> TASK BRIEF:
Please pick out every line in the material below that contains the word "dark", and copy each of those lines in full.

> EXERCISE DATA:
━━━━━━━━━━━━━━━━

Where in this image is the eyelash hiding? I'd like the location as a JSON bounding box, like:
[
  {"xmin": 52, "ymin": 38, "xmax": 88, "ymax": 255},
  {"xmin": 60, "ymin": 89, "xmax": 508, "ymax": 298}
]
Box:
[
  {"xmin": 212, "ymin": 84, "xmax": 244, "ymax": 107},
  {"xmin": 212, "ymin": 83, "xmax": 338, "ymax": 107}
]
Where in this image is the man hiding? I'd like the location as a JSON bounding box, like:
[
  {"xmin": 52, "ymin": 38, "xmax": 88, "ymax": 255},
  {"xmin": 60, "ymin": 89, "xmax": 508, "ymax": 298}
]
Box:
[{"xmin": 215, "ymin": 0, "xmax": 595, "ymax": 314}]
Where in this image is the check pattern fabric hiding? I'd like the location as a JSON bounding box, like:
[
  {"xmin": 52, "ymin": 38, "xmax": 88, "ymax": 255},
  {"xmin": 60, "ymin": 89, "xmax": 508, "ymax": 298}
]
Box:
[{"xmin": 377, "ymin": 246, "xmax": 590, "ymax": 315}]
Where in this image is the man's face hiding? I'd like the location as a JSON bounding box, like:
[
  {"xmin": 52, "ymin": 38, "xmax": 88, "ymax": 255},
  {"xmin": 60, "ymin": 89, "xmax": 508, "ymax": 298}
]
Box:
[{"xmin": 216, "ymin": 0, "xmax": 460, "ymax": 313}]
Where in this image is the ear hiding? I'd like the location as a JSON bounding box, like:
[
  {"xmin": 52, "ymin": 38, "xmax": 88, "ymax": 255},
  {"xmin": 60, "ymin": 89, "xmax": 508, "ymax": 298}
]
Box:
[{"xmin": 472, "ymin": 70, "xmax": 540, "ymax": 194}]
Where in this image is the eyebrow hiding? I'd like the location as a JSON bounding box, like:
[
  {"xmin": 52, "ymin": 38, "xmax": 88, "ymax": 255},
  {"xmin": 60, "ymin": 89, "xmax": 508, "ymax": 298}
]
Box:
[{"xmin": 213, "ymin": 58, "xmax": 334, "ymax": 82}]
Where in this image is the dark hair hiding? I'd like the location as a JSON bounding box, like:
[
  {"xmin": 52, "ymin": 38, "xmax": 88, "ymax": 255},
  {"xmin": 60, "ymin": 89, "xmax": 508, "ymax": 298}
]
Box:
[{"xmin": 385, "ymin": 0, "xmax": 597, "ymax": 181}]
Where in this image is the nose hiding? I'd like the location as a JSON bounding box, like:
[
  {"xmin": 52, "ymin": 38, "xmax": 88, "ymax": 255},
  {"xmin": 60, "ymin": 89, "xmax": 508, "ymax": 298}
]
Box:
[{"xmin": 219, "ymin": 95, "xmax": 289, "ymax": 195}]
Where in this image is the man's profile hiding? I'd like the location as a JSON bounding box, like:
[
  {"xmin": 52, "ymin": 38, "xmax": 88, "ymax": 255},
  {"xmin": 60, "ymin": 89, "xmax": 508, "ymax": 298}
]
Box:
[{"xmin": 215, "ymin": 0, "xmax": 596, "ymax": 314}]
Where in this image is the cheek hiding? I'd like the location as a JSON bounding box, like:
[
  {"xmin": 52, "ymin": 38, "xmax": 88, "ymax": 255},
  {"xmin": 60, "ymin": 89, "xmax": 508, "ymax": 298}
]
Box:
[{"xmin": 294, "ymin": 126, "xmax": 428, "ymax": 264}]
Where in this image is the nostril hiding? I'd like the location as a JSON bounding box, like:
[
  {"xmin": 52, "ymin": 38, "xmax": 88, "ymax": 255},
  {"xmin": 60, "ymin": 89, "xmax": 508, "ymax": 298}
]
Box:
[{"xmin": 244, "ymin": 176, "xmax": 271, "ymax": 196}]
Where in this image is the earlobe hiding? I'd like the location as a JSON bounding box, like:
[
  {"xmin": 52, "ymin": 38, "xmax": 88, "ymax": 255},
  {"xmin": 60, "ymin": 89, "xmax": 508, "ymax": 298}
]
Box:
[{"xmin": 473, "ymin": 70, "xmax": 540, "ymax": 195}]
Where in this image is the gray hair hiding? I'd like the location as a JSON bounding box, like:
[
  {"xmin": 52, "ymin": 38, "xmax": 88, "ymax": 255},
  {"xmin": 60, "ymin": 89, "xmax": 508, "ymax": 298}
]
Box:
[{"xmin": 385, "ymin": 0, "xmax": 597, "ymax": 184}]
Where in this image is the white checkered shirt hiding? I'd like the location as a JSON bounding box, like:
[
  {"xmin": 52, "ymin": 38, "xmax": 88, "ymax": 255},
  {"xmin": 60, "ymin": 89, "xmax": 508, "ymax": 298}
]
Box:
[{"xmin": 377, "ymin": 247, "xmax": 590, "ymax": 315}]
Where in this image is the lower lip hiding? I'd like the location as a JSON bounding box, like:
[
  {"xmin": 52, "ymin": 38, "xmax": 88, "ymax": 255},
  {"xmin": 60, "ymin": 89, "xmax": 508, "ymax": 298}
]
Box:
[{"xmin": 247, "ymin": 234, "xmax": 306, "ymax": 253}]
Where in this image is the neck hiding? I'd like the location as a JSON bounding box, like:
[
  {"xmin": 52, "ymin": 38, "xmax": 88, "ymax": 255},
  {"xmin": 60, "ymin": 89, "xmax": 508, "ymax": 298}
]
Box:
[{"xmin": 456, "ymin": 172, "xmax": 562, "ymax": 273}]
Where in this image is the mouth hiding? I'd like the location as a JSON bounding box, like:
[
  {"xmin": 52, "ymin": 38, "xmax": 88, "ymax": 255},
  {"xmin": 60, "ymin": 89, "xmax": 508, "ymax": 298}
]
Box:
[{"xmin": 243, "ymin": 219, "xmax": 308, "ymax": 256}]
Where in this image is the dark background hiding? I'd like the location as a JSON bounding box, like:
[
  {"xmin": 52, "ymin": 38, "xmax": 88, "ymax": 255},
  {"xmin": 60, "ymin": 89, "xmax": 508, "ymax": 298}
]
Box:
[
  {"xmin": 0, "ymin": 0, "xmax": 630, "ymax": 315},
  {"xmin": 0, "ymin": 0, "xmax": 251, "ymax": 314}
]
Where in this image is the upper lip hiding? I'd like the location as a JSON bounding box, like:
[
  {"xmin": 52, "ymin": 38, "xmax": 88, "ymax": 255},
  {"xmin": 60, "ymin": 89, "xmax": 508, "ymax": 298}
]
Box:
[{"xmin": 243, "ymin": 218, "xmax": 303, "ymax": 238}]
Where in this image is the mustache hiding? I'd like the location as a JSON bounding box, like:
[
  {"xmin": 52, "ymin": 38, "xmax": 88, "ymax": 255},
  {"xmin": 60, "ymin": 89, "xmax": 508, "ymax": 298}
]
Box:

━━━━━━━━━━━━━━━━

> TASK SOLUTION:
Where in this image is the dark hair hiding? I'd like the location as a JSON bounding box, like:
Where in this image is the dark background hiding? I'd like the location as a JSON bounding box, like:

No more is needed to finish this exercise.